» Named object pointing listing
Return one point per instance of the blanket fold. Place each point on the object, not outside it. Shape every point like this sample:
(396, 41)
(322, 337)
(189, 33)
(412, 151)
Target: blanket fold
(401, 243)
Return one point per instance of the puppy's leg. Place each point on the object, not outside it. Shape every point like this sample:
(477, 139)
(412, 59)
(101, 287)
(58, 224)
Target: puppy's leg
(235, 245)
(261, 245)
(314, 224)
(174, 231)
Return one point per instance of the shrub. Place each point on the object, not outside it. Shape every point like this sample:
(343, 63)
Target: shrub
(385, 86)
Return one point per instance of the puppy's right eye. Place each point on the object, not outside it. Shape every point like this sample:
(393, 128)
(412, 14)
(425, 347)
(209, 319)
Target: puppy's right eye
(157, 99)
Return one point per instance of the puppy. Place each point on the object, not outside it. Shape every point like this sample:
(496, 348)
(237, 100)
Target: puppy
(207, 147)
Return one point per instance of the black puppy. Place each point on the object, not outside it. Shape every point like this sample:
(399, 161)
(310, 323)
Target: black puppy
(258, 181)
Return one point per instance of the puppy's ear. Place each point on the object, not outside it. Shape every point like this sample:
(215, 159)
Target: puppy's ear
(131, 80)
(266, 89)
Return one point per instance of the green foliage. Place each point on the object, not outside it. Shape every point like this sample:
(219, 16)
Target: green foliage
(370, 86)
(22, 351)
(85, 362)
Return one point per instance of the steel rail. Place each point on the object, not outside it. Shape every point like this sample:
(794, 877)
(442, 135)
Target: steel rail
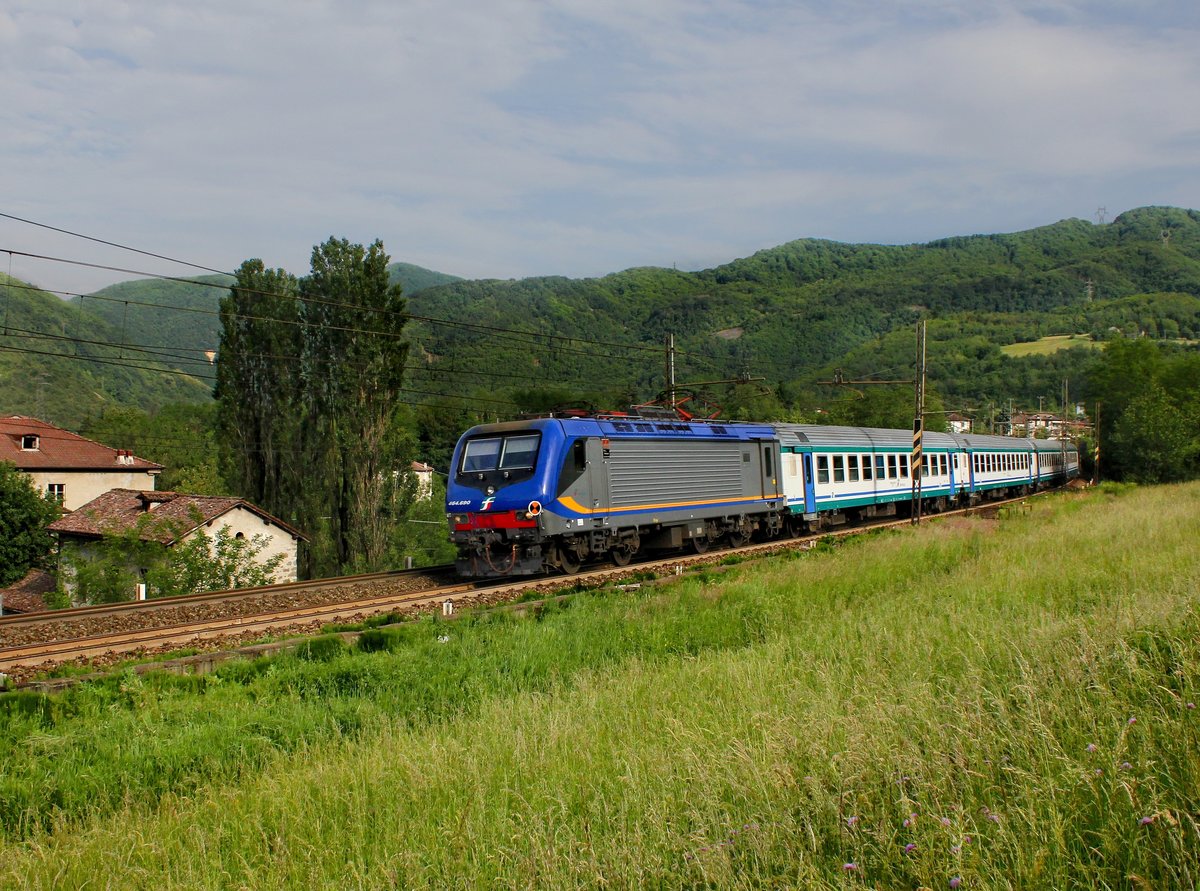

» Stated exercise
Please reprint, word for word, the lines of the listing from the line holding "Return one point per instance of the green" through the end of the listing, inclusive. Leave out the pictures.

» Full response
Return one point per instance of the green foliage. Place each point on the object, not outside it. Shape every point like this sample:
(219, 16)
Target: green foliage
(370, 86)
(22, 351)
(85, 362)
Return one point per instance of the steel rail. Place each point on the object, not outside it. Shape every point like this sample:
(794, 877)
(442, 135)
Target: steel rail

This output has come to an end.